→ **What this task involves**:
Turn every line of the listing below into a numbered list, leaving out any blank lines.

----------

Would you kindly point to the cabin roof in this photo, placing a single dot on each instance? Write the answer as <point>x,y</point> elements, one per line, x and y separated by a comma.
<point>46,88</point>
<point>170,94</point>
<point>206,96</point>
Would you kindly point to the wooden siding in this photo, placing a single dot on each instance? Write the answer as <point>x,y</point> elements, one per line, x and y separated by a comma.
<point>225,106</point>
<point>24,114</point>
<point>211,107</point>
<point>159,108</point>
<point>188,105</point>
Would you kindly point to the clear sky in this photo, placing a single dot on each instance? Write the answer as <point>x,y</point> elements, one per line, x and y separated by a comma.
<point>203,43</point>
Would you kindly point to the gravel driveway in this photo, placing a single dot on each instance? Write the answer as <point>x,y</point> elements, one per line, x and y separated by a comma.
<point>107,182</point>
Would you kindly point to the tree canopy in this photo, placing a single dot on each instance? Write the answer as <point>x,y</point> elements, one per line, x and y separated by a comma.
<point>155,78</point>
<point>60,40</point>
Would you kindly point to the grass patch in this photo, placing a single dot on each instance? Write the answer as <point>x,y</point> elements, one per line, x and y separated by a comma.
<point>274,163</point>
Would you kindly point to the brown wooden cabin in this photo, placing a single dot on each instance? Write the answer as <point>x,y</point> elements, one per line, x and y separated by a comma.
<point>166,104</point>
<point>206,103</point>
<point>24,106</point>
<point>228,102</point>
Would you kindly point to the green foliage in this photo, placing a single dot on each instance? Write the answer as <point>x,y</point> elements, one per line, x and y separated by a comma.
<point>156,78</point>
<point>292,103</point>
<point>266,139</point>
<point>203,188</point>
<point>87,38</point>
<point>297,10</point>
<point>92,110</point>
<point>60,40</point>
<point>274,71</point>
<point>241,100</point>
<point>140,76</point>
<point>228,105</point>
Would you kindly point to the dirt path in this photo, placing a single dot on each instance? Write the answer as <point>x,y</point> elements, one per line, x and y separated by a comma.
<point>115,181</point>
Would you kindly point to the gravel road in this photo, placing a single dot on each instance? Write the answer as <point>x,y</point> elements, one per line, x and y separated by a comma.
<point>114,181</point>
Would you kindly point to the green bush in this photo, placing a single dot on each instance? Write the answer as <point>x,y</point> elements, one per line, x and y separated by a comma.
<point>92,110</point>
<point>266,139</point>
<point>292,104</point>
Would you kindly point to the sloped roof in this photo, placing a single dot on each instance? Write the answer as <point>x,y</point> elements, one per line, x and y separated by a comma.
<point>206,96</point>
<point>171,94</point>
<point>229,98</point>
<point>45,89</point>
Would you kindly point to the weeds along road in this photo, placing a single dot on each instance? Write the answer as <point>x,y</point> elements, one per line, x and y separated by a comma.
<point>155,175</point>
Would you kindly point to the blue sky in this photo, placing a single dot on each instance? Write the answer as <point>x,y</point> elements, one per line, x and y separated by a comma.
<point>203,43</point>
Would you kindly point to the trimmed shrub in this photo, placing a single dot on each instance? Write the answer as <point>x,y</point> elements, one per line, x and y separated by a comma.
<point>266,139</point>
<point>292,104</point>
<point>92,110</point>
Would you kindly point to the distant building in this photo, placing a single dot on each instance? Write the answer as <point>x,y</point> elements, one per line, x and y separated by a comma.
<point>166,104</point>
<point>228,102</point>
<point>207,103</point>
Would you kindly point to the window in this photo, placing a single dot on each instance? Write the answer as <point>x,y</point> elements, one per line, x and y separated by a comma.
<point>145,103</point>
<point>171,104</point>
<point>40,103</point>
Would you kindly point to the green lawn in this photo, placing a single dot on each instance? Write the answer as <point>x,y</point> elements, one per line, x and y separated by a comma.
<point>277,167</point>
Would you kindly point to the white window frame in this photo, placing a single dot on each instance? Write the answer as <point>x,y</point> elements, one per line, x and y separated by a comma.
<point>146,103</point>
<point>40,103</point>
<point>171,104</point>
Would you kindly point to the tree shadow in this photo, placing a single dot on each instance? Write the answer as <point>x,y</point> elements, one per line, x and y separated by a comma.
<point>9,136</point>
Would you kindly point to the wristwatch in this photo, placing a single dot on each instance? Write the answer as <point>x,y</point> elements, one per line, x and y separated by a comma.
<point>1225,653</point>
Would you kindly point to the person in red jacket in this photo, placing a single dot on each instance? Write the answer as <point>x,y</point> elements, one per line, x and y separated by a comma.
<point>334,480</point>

----------

→ **Finished task**:
1. Would you kindly point to the cabin roof in this photo, placing a single dot on each instance? Write the answer as <point>x,y</point> elements, one per line, x and y separated by a comma.
2. <point>46,88</point>
3. <point>170,94</point>
4. <point>206,96</point>
5. Would you kindly point to the wooden siding in this photo, placing a single dot on each instance? Write the answer as <point>x,y</point> elements, one per line, x and y separated by a comma.
6. <point>225,106</point>
7. <point>24,114</point>
8. <point>211,107</point>
9. <point>159,108</point>
10. <point>188,105</point>
11. Would you kindly point to the clear sky in this photo, placing a single dot on each instance? Write the answer as <point>x,y</point> elements, one per line, x and y separated by a comma.
12. <point>203,43</point>
13. Would you kindly point to the gravel driveway in this photo, placing a single dot on each instance? Write the answer as <point>x,y</point> elements, one per line, x and y separated by a comma.
14. <point>107,182</point>
15. Would you kindly point to the tree canopy in this photo, placing a single dot on each instance? Write the answer as <point>x,y</point> elements, one per line, x and y separated by a comma.
16. <point>155,78</point>
17. <point>60,40</point>
18. Would you kindly point to the grass patch in this photo, placing a single dot on each instance? Write the answer as <point>x,y</point> elements, one per line, x and y separated by a comma.
19. <point>274,163</point>
20. Would you kindly point to the brown wooden cabin in this photo, placing a single dot on each instance? Write the answer as <point>x,y</point> elements, one per line, x and y separated by a comma.
21. <point>166,104</point>
22. <point>206,103</point>
23. <point>24,106</point>
24. <point>228,102</point>
25. Would you kindly point to the green foliage in this photo, placing a single dot on each instance? Write the answer as <point>x,y</point> elements, one per line, x and y separated by a comma.
26. <point>156,78</point>
27. <point>292,103</point>
28. <point>266,139</point>
29. <point>203,188</point>
30. <point>87,38</point>
31. <point>297,10</point>
32. <point>92,110</point>
33. <point>60,40</point>
34. <point>274,71</point>
35. <point>241,100</point>
36. <point>140,76</point>
37. <point>228,105</point>
38. Would you kindly point to the dirt path in this photo, placing a single dot on each instance? Write the answer as <point>x,y</point> elements, one per line, x and y separated by a comma.
39. <point>115,181</point>
40. Would you kindly point to the gravel road in this photo, placing a single dot on each instance? Write the answer as <point>x,y</point> elements, one per line, x and y separated by a comma.
41. <point>114,181</point>
42. Would you kindly point to the green bush in this photo, placing a single dot on each instance? Write the answer as <point>x,y</point> elements, one per line, x and y separated by a comma.
43. <point>92,110</point>
44. <point>266,139</point>
45. <point>292,104</point>
46. Would you kindly point to the sloped roof in this photo, placing a single dot on each instance? Write the answer as <point>x,y</point> elements, one per line, x and y separated by a comma.
47. <point>206,96</point>
48. <point>171,94</point>
49. <point>229,98</point>
50. <point>45,89</point>
51. Would you kindly point to the weeds along road in this photo, placing a single dot on each instance? Write the answer as <point>x,y</point> elements, one per line, x and y separated by a comma.
52. <point>155,175</point>
53. Would you kindly point to the blue sky in this photo, placing a single dot on each instance? Write the answer as <point>x,y</point> elements, one per line, x and y separated by a comma.
54. <point>203,43</point>
55. Would you kindly point to the trimmed shrub in this photo, placing a single dot on each instance? Write the answer as <point>x,y</point> elements, one per line, x and y separated by a comma.
56. <point>266,139</point>
57. <point>292,104</point>
58. <point>92,110</point>
59. Would you kindly point to the distant building in this photo, placing a single dot on each instance? Write the answer as <point>x,y</point> elements, one per line, x and y separated by a comma.
60. <point>166,104</point>
61. <point>228,102</point>
62. <point>207,103</point>
63. Would you kindly point to the window in this photo, placing a single dot on each instance? Write the answer as <point>x,y</point> elements, one per line, x and y separated by a comma.
64. <point>145,103</point>
65. <point>171,104</point>
66. <point>40,103</point>
67. Would you kindly point to the green lawn in this photo, placing a single dot on each instance? Write the answer as <point>x,y</point> elements, one per line, x and y separated by a comma.
68. <point>277,167</point>
69. Would you kindly point to the white window frame in this photo, placing a single dot on each instance? Write the answer as <point>x,y</point> elements, one per line, x and y separated by a comma.
70. <point>146,103</point>
71. <point>40,103</point>
72. <point>171,104</point>
73. Would you kindly point to the tree shadow in this photo, placing a single dot on each instance? Write the answer as <point>x,y</point> elements, one per line, x and y separated by a comma.
74. <point>9,136</point>
75. Would you kindly point to the wristwatch in this photo, placing a single dot on each instance? Write the answer as <point>x,y</point> elements, one per line, x and y separated by a comma.
76. <point>1225,653</point>
77. Would you kindly point to the person in red jacket in this photo, placing a single dot on each instance? Write the answer as <point>x,y</point> elements, one per line, x and y separated by a comma.
78. <point>334,480</point>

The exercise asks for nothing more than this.